__SELECTED PASSAGE__
========

Scholarship Circle “TEFLising EAP”

Today was the inaugural session of our new scholarship circle “TEFLising EAP”*. (You can read more about what a scholarship circle is and what it does here.) The idea behind this one is that EAP lessons can get a little dry – learning how to do things academically is not necessarily the most exciting thing in the world even if it is essential for would-be university students – and for the students’ sake (as well as our own!) it would be great to bring in more, let’s say ‘TEFL Tweaks’ – things that we used to do when we taught at language schools abroad (warmers, personalisation, fun activities etc!) and have got out of the habit of doing in the EAP context but that could actually be adapted for use here without losing the all-important lesson content.

The plan is to look at the lesson materials for the following week (all of the courses here except for the highest level one have a very structured week-by-week, lesson-by-lesson syllabus and materials) and share ideas for how to breathe some life into them. We shall be doing this between 12 and 13.00 on a Friday and all in all, we will be aiming, through some most excellent collaboration, to avoid this** happening in our EAP classrooms! 😉

 

*not necessarily the official name!

**substitute ‘lesson’ for ‘lecture’!

Here are some of the ideas that came out of today’s session:

  1. For a listening and note-taking lesson: when you want students to work in pairs to use their notes to answer questions, make it impossible for them not to (or they won’t!) – you could do this by setting up the activity with clear stipulations i.e. one student to close their folder and one to read out the questions that they then work on together to answer. This avoids students getting buried in their folders, which is the tendency.
  2. For a citation and referencing lesson: students may be good students but may not be familiar with terminology that we take for granted, such as “semi-colon” or “bracket”. To ensure that you start the lesson with all students clear about the language you are going to use in teaching the lesson content, take that terminology (e.g. semi-colon, italics, brackets, et al etc) and use it as the basis for a backs-to-the-board game. This enables you to check that students know the terminology before you use it.
  3. A pronunciation warmer for working on minimal pairs: Minimal pairs phone numbers. Number the board vertically from 0-9 and give each number a word within which is a minimal pair sound. Here are the examples we had: 0-Annie, 1-any, 2-rise, 3-rice, 4-fool, 5-full, 6-light, 7-right, 8-sit, 9-seat. (Adapt it according to the sounds that your group of learners tend to struggle with) You read out your (invented) phone number by saying the word that corresponds with each number. So 989 would be sit seat sit. The students have to write down your phone number by deciding which word you have said and writing down the corresponding number. They can then do it in pairs. This gives them practice in both recognition and production of the minimal pairs.

========

__Bounding-box records__

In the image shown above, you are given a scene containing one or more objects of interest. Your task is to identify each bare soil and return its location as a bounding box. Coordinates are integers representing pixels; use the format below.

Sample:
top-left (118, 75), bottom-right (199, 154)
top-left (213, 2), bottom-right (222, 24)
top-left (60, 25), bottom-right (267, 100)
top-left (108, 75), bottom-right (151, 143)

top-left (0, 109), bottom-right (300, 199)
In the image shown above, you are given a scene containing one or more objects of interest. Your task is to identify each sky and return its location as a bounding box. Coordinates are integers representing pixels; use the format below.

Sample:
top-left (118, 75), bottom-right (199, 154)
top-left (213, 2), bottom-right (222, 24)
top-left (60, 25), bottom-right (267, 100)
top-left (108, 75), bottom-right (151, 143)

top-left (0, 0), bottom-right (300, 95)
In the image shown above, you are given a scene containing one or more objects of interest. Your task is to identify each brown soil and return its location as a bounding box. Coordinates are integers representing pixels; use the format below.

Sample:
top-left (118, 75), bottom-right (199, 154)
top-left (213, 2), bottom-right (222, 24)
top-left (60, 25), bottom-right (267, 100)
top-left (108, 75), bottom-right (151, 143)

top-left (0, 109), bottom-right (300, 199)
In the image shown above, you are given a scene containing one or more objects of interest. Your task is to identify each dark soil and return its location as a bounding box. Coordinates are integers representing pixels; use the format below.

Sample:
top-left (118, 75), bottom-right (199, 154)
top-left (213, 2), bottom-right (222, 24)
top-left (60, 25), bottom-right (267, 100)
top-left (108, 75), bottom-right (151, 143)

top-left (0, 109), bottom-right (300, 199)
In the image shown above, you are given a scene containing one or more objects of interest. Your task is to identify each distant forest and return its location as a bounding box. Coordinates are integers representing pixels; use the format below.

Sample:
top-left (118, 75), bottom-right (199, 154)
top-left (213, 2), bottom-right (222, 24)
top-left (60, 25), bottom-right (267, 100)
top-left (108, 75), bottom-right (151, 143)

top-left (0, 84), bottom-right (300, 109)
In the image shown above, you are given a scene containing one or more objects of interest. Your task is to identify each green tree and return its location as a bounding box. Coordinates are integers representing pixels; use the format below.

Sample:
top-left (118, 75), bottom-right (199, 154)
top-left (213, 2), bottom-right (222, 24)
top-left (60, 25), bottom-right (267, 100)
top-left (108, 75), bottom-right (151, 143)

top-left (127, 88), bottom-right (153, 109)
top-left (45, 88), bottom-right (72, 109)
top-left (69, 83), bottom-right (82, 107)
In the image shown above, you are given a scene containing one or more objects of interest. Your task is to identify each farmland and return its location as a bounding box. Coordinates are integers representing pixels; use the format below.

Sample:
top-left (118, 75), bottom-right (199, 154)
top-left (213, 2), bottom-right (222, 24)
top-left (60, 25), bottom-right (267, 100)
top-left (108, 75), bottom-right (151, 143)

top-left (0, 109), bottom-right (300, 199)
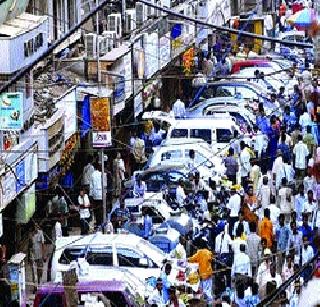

========

__ACTIONS TO TAKE__
**a)** In the scholarship circle post, reproduce the part that opens with the words containing "Today was the" and closes with "all-important lesson content.".
**b)** According to the scholarship circle post, when will the group meet each week?
**c)** Condense the item in the scholarship circle post beginning "For a citation and referencing lesson" into a short bulleted list that keeps its main facts.

__SOLUTIONS PER TASK__
**a)**
Today was the inaugural session of our new scholarship circle “TEFLising EAP”*. (You can read more about what a scholarship circle is and what it does here.) The idea behind this one is that EAP lessons can get a little dry – learning how to do things academically is not necessarily the most exciting thing in the world even if it is essential for would-be university students – and for the students’ sake (as well as our own!) it would be great to bring in more, let’s say ‘TEFL Tweaks’ – things that we used to do when we taught at language schools abroad (warmers, personalisation, fun activities etc!) and have got out of the habit of doing in the EAP context but that could actually be adapted for use here without losing the all-important lesson content.

**b)** Between 12 and 13.00 on a Friday.

**c)**
- Context: a citation and referencing lesson.
- Problem: good students may still not know terminology teachers take for granted, such as "semi-colon" or "bracket."
- Activity: use that terminology (e.g. semi-colon, italics, brackets, et al) as the basis for a backs-to-the-board game at the start of the lesson.
- Benefit: the teacher can check that students know the terms before using them to teach the lesson content.